Let us look at the type of men on the Commission. They are men from business, long experienced in business; accountants who are expert in judging the accounts of the various companies; professors who have all the training in the academic field. They sit together examining what these companies have done and what they are likely to do. Trade unionists are there; and I am bound to say that we, as trade unionists, are very much interested in what is going to happen to men—and I do not care whether they be workmen, employers, managing directors, or who they may be. Any suggestion that one should ignore the De La Rue contention that many of these men would leave would be one that would lead at the end of the day to complete frustration. I submit that one cannot merge two big companies like this with the prospect of the main men in the management of one of them threatening to leave, with all the experience and expertise they have, and hope for something successful to come out of the quarrel. I do not think you can take conglomerates as a separate issue; I think you must take each one specifically and examine it very carefully; and that is not going to be done in a matter of days.

Do we want the matter dealt with judicially with a full-time Commission? A full-time Commission, in my opinion, would consist mainly of legal minds, because of analysing the legalities of the particular situation. One might as well put it before a judge straight away. But from the Monopolies Commission one gets the expertise of men from different fields of life bringing all their wisdom and experience to bear on the situation. For what? To see that the consumer is not milked by a monopoly that is against the public interest. I contend that we could not have a better set-up for that particular purpose. Then consideration has to be given to what is going to happen to the men. Inevitably in mergers there is rationalisation, which means redundancy. I do not think it is possible to decide how much redundancy there will be, and what is going to be done about that redundancy, inside three or four days.

LORD DRUMALBYN

My Lords, may I interrupt to say, first of all, that, so far as I can remember the Report, the Commission did not consider what was going to happen to the men. Indeed, I should doubt whether it was relevant in this case, because it was a conglomerate with no conflicting interests, and the whole idea was that the businesses should go on more or less as before, to be reorganised and improved if possible. This was the conception.

# Exercises
A – From the Monopolies Commission debate, write out the stretch from "LORD DRUMALBYN" through "was the conception." word for word.
B – Carry the Monopolies Commission debate forward, starting after its last sentence.
The material after the Monopolies Commission debate is separate from it.

# Data extract
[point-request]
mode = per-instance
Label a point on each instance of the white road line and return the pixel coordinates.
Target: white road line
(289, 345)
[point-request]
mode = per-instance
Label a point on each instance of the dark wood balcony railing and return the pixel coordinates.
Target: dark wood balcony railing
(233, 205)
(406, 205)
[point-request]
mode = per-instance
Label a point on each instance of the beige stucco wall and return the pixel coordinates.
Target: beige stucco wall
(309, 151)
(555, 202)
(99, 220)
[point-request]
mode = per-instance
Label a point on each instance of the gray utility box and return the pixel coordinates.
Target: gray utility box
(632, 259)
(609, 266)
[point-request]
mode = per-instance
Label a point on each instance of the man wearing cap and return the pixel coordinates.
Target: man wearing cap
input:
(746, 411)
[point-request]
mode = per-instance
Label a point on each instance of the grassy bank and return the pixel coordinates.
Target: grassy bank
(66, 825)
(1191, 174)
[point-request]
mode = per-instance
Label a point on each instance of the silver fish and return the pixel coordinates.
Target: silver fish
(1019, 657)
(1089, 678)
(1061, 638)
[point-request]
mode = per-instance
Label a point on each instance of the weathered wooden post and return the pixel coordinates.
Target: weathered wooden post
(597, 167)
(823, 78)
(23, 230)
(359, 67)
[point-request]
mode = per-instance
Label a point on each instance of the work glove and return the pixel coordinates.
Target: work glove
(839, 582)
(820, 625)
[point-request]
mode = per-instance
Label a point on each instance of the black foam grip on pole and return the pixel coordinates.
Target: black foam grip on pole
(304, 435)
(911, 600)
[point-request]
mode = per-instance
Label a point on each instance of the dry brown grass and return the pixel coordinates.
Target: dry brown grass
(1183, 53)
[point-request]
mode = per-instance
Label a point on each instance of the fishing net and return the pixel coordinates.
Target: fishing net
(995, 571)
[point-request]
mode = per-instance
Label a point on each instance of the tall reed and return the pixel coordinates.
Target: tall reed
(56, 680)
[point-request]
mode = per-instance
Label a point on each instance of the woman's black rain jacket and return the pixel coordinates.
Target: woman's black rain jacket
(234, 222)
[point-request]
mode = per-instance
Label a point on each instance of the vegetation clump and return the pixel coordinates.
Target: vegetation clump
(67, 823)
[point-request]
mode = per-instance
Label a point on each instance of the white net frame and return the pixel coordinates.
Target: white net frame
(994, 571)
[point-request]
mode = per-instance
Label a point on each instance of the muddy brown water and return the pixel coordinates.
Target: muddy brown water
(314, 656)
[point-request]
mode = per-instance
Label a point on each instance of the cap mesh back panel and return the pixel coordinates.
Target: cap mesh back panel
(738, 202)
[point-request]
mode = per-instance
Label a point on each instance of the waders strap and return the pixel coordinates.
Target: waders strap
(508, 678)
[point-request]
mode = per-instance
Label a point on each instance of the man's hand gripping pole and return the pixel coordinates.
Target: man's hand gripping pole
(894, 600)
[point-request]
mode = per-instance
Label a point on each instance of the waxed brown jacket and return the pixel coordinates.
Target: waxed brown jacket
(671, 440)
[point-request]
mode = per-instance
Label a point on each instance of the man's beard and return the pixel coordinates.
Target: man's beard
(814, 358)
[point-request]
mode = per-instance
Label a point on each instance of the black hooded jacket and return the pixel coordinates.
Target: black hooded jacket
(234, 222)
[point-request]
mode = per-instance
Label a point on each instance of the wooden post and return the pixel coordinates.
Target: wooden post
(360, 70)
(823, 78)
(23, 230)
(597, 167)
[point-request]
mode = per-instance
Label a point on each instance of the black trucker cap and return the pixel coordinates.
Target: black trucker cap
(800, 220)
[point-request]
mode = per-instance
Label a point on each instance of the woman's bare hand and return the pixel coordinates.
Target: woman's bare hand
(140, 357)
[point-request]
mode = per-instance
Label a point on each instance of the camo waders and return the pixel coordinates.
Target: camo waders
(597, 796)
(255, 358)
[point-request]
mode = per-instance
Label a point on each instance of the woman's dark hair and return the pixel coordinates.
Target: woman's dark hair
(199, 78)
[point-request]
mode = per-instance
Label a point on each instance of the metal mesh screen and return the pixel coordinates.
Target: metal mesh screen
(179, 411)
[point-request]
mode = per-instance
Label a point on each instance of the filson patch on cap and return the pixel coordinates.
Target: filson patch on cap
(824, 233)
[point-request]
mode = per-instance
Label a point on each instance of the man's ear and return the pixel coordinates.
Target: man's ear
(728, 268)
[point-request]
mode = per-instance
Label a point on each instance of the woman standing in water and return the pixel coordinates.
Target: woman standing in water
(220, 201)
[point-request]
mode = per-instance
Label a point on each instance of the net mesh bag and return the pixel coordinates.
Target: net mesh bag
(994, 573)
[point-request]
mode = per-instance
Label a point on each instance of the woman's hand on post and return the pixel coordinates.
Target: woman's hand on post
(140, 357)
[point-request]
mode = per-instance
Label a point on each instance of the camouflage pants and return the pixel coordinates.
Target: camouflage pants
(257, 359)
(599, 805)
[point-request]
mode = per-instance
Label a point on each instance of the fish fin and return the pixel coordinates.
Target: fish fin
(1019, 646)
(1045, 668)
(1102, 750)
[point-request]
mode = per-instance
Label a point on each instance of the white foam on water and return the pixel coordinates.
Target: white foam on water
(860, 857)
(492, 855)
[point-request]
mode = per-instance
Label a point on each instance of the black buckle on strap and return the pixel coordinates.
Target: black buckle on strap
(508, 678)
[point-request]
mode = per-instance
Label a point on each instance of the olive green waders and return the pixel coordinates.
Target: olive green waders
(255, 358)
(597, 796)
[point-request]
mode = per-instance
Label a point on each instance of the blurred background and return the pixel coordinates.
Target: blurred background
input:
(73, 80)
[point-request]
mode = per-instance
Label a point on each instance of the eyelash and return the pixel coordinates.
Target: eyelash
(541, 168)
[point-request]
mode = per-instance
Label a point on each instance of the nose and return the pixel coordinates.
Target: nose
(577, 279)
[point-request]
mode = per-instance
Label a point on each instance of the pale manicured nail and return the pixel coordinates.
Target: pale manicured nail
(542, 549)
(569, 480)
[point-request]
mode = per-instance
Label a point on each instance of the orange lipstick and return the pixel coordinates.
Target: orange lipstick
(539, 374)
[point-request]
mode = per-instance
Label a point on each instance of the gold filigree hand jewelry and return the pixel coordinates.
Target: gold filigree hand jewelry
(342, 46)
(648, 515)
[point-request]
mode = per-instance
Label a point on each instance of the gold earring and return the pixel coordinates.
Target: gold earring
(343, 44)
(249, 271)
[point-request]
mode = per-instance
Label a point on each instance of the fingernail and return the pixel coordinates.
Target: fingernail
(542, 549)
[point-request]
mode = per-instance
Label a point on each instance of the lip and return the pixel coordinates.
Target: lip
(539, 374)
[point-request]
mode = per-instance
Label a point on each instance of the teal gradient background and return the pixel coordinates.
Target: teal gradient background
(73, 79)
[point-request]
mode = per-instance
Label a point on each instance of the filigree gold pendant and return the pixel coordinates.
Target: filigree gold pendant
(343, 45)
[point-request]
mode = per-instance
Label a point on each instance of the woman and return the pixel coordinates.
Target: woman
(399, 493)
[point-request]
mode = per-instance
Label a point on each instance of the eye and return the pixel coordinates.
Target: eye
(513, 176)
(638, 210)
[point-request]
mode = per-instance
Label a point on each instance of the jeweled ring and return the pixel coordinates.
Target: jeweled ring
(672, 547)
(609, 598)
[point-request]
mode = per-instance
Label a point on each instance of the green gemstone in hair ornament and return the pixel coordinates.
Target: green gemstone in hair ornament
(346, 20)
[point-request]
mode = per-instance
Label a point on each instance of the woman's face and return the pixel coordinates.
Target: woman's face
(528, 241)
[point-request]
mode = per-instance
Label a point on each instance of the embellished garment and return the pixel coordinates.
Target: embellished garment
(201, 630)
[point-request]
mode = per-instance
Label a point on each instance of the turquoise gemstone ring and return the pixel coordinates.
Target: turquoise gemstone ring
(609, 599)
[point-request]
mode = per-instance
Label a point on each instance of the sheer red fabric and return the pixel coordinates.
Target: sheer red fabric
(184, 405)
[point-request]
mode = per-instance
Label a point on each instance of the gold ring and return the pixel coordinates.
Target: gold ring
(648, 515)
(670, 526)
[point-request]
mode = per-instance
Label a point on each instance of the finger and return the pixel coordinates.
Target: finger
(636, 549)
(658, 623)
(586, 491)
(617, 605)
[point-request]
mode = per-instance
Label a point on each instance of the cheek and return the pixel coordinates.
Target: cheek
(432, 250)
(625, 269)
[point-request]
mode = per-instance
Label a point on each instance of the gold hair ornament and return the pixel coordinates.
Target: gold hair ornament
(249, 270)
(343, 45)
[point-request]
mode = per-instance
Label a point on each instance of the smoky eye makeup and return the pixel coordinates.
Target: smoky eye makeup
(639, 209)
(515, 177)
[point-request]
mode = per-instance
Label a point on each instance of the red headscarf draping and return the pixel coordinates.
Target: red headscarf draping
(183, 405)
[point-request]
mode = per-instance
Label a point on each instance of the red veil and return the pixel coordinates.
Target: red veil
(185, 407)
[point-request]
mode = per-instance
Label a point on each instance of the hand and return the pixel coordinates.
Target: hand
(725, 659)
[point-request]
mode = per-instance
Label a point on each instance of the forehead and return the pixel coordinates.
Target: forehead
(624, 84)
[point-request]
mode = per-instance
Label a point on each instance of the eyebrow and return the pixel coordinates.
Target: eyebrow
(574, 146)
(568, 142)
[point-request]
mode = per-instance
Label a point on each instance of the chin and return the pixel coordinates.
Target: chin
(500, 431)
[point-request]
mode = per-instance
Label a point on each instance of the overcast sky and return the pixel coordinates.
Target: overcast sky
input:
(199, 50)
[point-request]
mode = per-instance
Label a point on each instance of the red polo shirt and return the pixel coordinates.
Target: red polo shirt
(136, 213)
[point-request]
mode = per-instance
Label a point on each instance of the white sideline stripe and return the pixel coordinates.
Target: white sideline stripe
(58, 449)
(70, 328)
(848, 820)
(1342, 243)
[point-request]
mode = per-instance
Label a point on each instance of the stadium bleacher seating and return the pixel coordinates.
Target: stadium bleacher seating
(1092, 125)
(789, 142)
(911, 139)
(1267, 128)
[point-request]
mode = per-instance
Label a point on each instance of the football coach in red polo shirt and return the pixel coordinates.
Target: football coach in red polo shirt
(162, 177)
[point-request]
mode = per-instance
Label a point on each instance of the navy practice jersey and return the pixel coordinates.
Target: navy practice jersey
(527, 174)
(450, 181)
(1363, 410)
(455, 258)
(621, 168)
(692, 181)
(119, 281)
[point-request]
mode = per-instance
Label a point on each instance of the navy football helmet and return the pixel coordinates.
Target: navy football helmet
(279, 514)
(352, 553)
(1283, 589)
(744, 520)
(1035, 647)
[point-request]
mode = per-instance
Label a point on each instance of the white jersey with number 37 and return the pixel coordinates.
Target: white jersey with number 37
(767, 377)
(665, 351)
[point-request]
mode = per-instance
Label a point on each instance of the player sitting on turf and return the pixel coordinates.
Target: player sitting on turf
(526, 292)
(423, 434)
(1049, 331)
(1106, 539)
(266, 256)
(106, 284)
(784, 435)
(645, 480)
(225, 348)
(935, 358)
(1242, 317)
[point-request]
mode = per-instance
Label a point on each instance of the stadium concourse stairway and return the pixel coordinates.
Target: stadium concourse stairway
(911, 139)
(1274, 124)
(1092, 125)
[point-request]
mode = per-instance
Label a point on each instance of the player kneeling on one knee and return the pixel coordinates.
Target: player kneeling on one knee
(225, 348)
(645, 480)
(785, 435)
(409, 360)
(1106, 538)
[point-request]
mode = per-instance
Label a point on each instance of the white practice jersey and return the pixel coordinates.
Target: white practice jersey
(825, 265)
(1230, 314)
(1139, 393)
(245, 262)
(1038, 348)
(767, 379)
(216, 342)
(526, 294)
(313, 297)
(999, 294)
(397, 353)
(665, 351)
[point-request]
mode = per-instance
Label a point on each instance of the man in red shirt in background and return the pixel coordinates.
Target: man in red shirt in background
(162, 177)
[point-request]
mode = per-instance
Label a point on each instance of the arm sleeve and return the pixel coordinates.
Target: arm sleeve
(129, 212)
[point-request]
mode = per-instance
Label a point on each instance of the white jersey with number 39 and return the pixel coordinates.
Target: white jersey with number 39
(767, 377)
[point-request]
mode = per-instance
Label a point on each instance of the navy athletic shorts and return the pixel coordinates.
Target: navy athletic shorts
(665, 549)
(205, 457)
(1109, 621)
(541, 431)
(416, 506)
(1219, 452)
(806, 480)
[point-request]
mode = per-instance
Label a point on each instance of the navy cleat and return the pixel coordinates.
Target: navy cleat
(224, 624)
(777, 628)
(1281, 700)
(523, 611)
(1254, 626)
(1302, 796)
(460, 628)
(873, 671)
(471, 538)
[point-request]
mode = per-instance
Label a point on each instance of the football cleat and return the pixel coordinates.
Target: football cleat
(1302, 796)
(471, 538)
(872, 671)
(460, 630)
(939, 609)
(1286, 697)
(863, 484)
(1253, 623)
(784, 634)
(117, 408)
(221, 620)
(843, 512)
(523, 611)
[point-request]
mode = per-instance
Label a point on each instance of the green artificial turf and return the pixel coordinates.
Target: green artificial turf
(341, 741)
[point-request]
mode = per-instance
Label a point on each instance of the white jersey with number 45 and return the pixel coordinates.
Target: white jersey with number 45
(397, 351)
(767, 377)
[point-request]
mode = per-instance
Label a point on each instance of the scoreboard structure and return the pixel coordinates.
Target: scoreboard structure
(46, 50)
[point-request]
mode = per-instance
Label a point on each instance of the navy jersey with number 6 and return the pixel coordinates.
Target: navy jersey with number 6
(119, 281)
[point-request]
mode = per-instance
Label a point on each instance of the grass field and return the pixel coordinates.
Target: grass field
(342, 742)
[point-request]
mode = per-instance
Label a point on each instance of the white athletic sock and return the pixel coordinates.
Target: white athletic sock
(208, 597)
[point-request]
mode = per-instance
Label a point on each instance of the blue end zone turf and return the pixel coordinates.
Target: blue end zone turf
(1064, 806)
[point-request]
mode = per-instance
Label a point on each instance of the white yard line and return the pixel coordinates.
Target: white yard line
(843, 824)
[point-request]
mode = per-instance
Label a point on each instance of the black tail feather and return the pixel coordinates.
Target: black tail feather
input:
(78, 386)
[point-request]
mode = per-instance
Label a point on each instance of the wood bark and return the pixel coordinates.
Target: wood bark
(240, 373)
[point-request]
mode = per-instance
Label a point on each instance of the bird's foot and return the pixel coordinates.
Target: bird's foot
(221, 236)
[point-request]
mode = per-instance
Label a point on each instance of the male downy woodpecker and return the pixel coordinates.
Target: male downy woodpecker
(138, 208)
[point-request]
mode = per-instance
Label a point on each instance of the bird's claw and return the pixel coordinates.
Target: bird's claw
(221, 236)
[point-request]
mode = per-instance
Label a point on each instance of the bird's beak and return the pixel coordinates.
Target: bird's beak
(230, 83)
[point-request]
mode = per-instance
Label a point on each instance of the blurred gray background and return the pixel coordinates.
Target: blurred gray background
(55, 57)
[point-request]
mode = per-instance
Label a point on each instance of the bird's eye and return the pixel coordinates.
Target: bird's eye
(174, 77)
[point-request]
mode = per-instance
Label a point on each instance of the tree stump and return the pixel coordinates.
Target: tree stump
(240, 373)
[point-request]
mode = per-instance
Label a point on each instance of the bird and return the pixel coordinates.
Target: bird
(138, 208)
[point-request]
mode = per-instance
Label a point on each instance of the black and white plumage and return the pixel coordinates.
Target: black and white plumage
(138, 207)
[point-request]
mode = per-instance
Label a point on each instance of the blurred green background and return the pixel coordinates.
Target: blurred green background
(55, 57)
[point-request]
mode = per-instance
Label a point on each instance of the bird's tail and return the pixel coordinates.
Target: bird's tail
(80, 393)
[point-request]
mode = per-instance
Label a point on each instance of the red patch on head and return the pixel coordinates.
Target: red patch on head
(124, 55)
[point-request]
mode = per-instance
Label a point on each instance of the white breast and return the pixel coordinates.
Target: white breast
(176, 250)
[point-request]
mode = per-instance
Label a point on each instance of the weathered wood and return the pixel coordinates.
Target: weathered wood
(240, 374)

# Task responses
A –
LORD DRUMALBYN

My Lords, may I interrupt to say, first of all, that, so far as I can remember the Report, the Commission did not consider what was going to happen to the men. Indeed, I should doubt whether it was relevant in this case, because it was a conglomerate with no conflicting interests, and the whole idea was that the businesses should go on more or less as before, to be reorganised and improved if possible. This was the conception.

B –
LORD DOUGLASS OF CLEVELAND

My Lords, it is some time since I read the Report, too, but I was using the noble Lord's own argument that it was wrong to consider the opinion of certain of the De La Rue employees. I was not arguing on the Report; I was arguing on the noble Lord's particular statement on this point. When we are dealing with these mergers we have, as I say, in the public interest not to ignore the men; and I do not care whether they are managing directors, chairmen or the ordinary men who are running the company. I do not want to carry this matter further. I should like to do some further reading of the Report and have a long argument about it, but the noble Lord says he is not opposing the Motion; he is only expressing an opinion. So I thought that I ought at least to express some opinions as to what has to be done in respect of these mergers which are undoubtedly coming and will become more and more pertinent to the economic life of this country.

Having said that, I would say that there is a trend in America now for graduates to refuse to go into big companies. They are scared at the very size of the companies, because as a result of the education they have been given they do not believe there are men about who can manage these big companies, and that their very size is going to beget inefficiency. In America at the present time graduates are seeking employment with small firms rather than with big firms. This is a tendency which will require a good deal of examination; and to set up a judge to decide what will happen—or judges if you like: a small group of men—I do not think will solve that problem.

The last statement the noble Lord made, that there is more wisdom in the market, I think is very much open to challenge. The market would have a merger in order to create a monopoly because it is good for the people who run that company; they would have bigger profits as a consequence. That is what the market does. Because the market does that, we have set up the Monopolies Commission, and I think it is accepted by both sides of this House that the Commission is necessary. To suggest that the market has more wisdom than the people who are thinking these things out is a complete mistake and misses the reason for the Monopolies Commission itself.

I hope that this Order will go through. It may be, as has been said, that at some time there will have to be reconsideration. I should never object to that, because nobody can tell with certainty what the future holds for any of these companies, either separately or combined. One can only make an estimate. What a Government do with their taxes and interest rates after that estimate can throw the whole scheme haywire. So on this point I should not disagree if in the future it were felt there should be further consideration. Let the further consideration be given. I hope it will be done by a group of businessmen, academics and trade unionists who are prepared to sit for a month or two and consider it, rather than rush a decision which at the end of the day would be fatal.

3.59 p.m.

LORD DELACOURT-SMITH

My Lords, with your Lordships' leave, I should like to comment upon some of the points which have been raised by the noble Lord, Lord Drumalbyn. I think that a full consideration of some of them would justify a very long debate and would take us far afield. The noble Lord was of course right in saying that this is the first Order of its kind, and I am sure he understood in fact the context in which I said that the President of the Board of Trade had no alternative but to lay this Order—no alternative once he had decided to accept the Report of the Commission and had found that it was not possible to secure an assurance by an undertaking being given by the Chairman of the Company concerned.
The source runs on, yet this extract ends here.